Posttranscriptional Regulation
Expression of a gene can be regulated at later stages in gene expression (see chapter 11). For example, the mRNA may be degraded by RNases as soon as it is made, before it can be translated. In translational regulation, translation of the mRNA can be regulated to determine how much of the protein product is made. Posttranslational regulationresults in regulation of the activity of a protein product of a gene by degradation by proteases or modifications, such as phosphorylation or methylation, depending on the conditions in which the cell finds itself. In addition, the product of a pathway may inhibit the activity of an enzyme in the pathway by a process called feedback inhibition. In general, a type of regulation of gene expression that operates after the mRNA for a gene has been made is called posttranscriptional regulation. Specific examples of posttranscriptional regulation are also discussed in subsequent chapters.
Figure 2.44 Relationship between gene structure in DNA and the coding sequence in mRNA. Each of the different reading frames in the two strands of DNA may contain open reading frames (ORFs), but generally, only one ORF in each region (reading frame 6 in the diagram) is translated to yield a polypeptide product.
We have introduced a lot of detail in this chapter, so it is worth reviewing some of the most important concepts and terms. As with any field, molecular genetics has its own jargon, and in order to follow a paper or seminar that includes some molecular genetics, familiarity with this jargon is very helpful.
# # # # #
Questions on the material:
**1.** The passage on posttranscriptional regulation says reviewing key concepts and terms is worthwhile. Using the passage's own reasons, explain why.
**2.** According to the passage on posttranscriptional regulation, what is the process called in which the product of a pathway inhibits the activity of an enzyme in that pathway?
**3.** Resume the passage on posttranscriptional regulation, starting right after its last sentence.
# # # # #
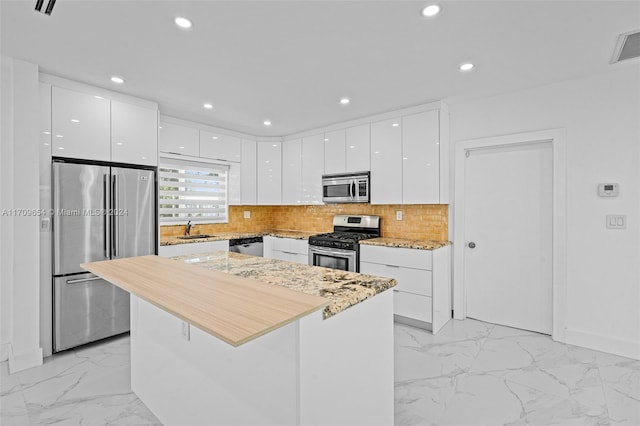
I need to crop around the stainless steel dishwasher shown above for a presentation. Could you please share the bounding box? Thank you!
[229,237,263,257]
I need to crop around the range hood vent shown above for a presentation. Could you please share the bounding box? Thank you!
[611,30,640,64]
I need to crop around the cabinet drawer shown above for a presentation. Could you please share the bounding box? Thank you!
[360,244,433,270]
[290,238,309,256]
[393,290,433,322]
[360,262,432,296]
[271,237,309,255]
[271,250,309,265]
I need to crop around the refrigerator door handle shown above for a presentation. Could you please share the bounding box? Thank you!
[51,163,62,274]
[67,277,102,284]
[109,175,119,257]
[101,174,109,258]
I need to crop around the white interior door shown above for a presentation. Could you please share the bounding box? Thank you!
[464,142,553,334]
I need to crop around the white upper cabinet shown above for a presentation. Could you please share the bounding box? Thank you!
[302,134,324,204]
[240,139,257,205]
[158,122,200,157]
[200,130,242,163]
[324,129,346,173]
[371,117,402,204]
[282,139,302,205]
[402,110,440,204]
[345,124,371,172]
[257,142,282,205]
[51,87,111,161]
[111,100,158,166]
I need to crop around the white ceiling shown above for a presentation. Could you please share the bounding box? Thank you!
[0,0,640,136]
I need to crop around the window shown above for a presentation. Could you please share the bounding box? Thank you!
[158,158,229,222]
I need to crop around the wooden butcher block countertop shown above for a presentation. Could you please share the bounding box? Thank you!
[81,256,329,346]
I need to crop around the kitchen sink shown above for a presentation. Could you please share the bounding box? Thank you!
[178,234,213,240]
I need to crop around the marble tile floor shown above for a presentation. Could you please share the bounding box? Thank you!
[0,319,640,426]
[395,319,640,426]
[0,336,161,426]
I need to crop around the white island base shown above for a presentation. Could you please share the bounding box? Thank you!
[131,291,394,426]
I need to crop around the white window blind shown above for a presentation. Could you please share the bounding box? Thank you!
[158,158,229,222]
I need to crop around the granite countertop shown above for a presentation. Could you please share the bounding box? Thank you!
[360,237,451,250]
[172,251,396,319]
[160,230,319,246]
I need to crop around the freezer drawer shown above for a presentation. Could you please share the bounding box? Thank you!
[53,274,129,352]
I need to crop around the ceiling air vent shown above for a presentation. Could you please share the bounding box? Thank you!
[611,31,640,64]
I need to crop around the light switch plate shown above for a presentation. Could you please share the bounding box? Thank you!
[607,214,627,229]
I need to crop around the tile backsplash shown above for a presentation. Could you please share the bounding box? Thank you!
[160,204,448,241]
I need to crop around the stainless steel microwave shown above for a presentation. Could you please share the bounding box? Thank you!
[322,172,371,203]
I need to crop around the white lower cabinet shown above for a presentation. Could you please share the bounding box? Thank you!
[360,245,451,334]
[264,236,309,265]
[158,240,229,257]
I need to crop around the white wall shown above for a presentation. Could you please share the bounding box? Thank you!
[450,63,640,359]
[0,57,42,372]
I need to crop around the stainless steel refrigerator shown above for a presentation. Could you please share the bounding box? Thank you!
[52,159,157,352]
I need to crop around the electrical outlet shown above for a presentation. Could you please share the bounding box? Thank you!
[182,321,191,342]
[40,217,51,232]
[607,214,627,229]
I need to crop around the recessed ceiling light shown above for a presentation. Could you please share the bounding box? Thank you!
[173,16,193,30]
[422,4,440,18]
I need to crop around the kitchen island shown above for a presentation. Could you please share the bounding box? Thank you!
[85,252,395,425]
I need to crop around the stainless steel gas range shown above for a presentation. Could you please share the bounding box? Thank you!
[309,215,380,272]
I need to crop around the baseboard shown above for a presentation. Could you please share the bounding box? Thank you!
[0,343,11,362]
[565,329,640,360]
[9,348,42,374]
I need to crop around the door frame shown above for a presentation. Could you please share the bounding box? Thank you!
[453,129,567,342]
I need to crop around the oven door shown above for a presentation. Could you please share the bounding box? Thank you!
[309,245,358,272]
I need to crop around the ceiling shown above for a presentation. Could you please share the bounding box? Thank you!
[0,0,640,136]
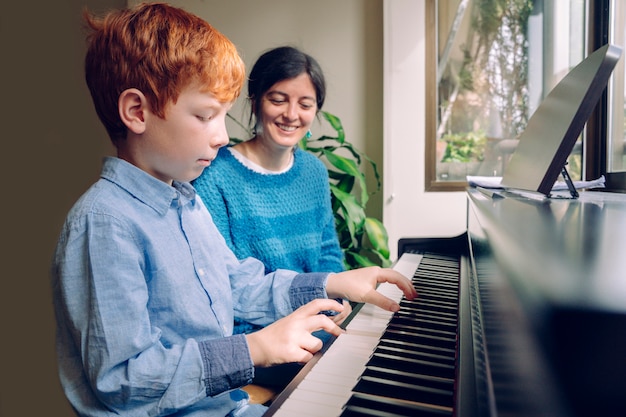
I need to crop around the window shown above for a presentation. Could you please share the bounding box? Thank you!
[426,0,626,191]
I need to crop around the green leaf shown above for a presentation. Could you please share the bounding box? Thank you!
[330,185,365,244]
[324,151,369,206]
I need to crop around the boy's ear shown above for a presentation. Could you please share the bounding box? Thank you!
[117,88,148,134]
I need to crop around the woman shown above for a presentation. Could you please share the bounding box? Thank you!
[193,46,350,332]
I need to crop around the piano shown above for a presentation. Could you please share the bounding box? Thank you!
[265,188,626,417]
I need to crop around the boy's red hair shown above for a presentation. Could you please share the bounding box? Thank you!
[84,3,245,143]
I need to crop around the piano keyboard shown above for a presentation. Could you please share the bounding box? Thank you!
[266,253,459,417]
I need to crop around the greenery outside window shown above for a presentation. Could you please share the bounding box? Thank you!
[426,0,626,191]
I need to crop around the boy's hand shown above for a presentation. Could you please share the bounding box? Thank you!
[246,299,344,366]
[326,266,417,311]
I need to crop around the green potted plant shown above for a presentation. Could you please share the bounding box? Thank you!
[228,111,391,269]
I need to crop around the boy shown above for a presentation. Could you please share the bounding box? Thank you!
[52,3,416,417]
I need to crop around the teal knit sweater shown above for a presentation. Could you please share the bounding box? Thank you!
[192,148,344,272]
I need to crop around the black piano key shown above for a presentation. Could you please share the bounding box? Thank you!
[375,341,454,365]
[378,338,456,360]
[354,367,454,407]
[381,329,456,349]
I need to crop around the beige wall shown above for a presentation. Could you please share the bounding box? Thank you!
[0,0,382,417]
[0,0,124,417]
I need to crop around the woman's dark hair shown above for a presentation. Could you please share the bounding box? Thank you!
[248,46,326,124]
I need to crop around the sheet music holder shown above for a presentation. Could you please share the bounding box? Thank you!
[501,44,622,198]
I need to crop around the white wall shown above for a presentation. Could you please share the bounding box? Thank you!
[383,0,466,256]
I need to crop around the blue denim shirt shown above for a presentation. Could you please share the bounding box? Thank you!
[52,157,328,417]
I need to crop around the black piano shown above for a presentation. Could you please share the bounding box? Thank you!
[266,188,626,417]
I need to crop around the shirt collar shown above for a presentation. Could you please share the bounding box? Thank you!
[100,156,196,215]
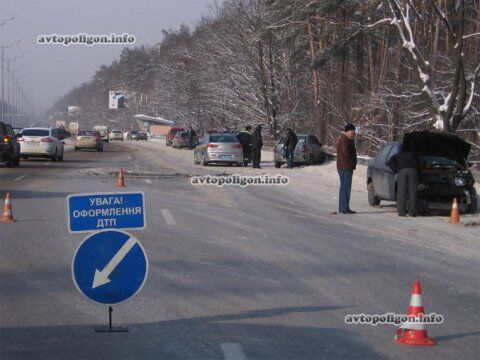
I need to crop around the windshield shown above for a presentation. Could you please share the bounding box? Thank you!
[210,135,237,142]
[420,156,461,167]
[22,129,50,136]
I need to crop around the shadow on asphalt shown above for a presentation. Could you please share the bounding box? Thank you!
[0,189,70,201]
[0,306,382,360]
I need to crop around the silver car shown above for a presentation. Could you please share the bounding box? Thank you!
[193,134,243,166]
[20,127,63,161]
[273,134,325,168]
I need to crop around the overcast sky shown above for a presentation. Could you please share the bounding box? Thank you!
[0,0,212,112]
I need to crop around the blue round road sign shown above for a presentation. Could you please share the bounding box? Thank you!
[72,230,148,305]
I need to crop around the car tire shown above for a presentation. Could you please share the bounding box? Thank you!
[5,154,14,167]
[467,188,478,214]
[367,181,380,206]
[307,154,315,165]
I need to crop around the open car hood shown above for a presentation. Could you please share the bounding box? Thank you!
[402,131,471,165]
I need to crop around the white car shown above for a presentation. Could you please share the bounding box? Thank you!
[18,127,63,161]
[109,130,123,141]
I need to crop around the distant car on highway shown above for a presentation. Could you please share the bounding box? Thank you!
[165,126,186,146]
[193,134,243,166]
[367,131,477,214]
[13,126,23,135]
[75,130,103,151]
[109,130,123,141]
[172,131,199,149]
[0,122,21,167]
[18,127,64,161]
[273,134,325,168]
[132,131,148,141]
[93,125,109,142]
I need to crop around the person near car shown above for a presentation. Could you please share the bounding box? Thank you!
[337,124,357,214]
[252,125,263,169]
[387,151,418,217]
[187,126,197,150]
[237,125,252,166]
[284,128,298,169]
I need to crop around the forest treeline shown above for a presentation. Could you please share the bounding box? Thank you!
[50,0,480,153]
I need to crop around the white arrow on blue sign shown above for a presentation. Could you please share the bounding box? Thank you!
[67,192,146,233]
[72,230,148,305]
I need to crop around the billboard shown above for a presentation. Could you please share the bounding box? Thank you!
[67,106,82,116]
[108,90,135,109]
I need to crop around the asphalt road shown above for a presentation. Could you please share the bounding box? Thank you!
[0,143,480,360]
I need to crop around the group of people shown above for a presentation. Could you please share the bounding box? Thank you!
[237,125,263,169]
[337,124,419,217]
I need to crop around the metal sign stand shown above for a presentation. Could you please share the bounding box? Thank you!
[93,306,128,332]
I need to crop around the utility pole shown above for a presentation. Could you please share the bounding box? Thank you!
[0,40,20,122]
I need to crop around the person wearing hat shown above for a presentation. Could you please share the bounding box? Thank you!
[252,125,263,169]
[237,125,252,166]
[337,124,357,214]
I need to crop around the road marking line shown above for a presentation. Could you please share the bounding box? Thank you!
[162,209,176,225]
[220,343,247,360]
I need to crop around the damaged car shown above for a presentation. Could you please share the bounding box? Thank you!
[367,131,477,214]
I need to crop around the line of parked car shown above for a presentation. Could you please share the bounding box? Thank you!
[165,127,326,168]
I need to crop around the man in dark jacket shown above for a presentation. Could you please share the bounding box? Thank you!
[187,126,197,150]
[252,125,263,169]
[387,151,418,217]
[237,125,252,166]
[284,128,298,169]
[337,124,357,214]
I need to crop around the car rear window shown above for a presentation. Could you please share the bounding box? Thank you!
[22,129,50,136]
[210,135,237,142]
[78,131,100,136]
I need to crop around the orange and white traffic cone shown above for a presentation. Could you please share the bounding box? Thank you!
[448,198,460,224]
[395,281,435,346]
[117,168,125,188]
[2,193,15,222]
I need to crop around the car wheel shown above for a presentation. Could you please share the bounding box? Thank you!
[467,188,478,214]
[5,154,14,167]
[367,181,380,206]
[307,154,315,165]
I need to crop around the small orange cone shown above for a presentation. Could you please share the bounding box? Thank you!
[117,168,125,188]
[448,198,460,224]
[395,280,435,346]
[2,193,15,222]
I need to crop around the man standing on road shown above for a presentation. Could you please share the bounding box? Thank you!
[187,126,197,150]
[387,151,418,217]
[284,128,298,169]
[238,125,252,166]
[252,125,263,169]
[337,124,357,214]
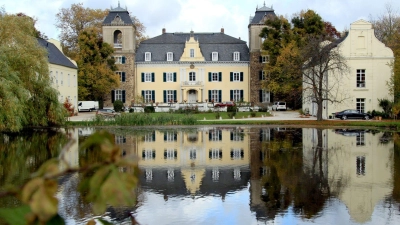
# # # # #
Set of answers:
**1.** The chapter introduced a lot of detail, so reviewing the most important concepts and terms is worthwhile. Molecular genetics also has its own jargon, and knowing it helps a great deal when following a paper or seminar that includes some molecular genetics.

**2.** Feedback inhibition.

**3.**
Figure 2.44shows a typical gene with a promoter and transcription terminator. The mRNA is transcribed beginning at the promoter and ending at the transcription terminator. The direction on the DNA or RNA is indicated by the direction of the phosphate bonds between the carbons on the ribose or deoxyribose sugars in the backbone of the polynucleotide. These carbons are labeled with a prime to distinguish them from the carbons in the bases of the nucleotides. On one end of the RNA, the 5′ carbon of the terminal nucleotide is not joined to another nucleotide by a phosphate bond. Therefore, this is called the 5′ end. Similarly, the other end is called the 3′ end, because the 3′ carbon of the last nucleotide on this end is not joined to another nucleotide by a phosphate bond. The direction on DNA or RNA from the 5′ end to the 3′ end is called the 5′-to-3′ direction. An RNA polymerase molecule synthesizes mRNA in the 5′-to-3′ direction, moving 3′ to 5′ on the transcribed strand (or template strand) of DNA. The opposite strand of DNA from the transcribed strand has the same sequence and 5′-to-3′ polarity as the RNA, so it is called the coding strand (or nontemplate strand). Sequences of DNA in the region of a gene are usually shown as the sequence of the coding strand. A sequence that is located in the 5′ direction of another sequence on the coding strand is upstream of that sequence, while a sequence in the 3′ direction is downstream. Therefore, the promoter for a gene and the S-D sequences are both upstream of the initiation codon, while the termination codon and the transcription termination sites are both downstream.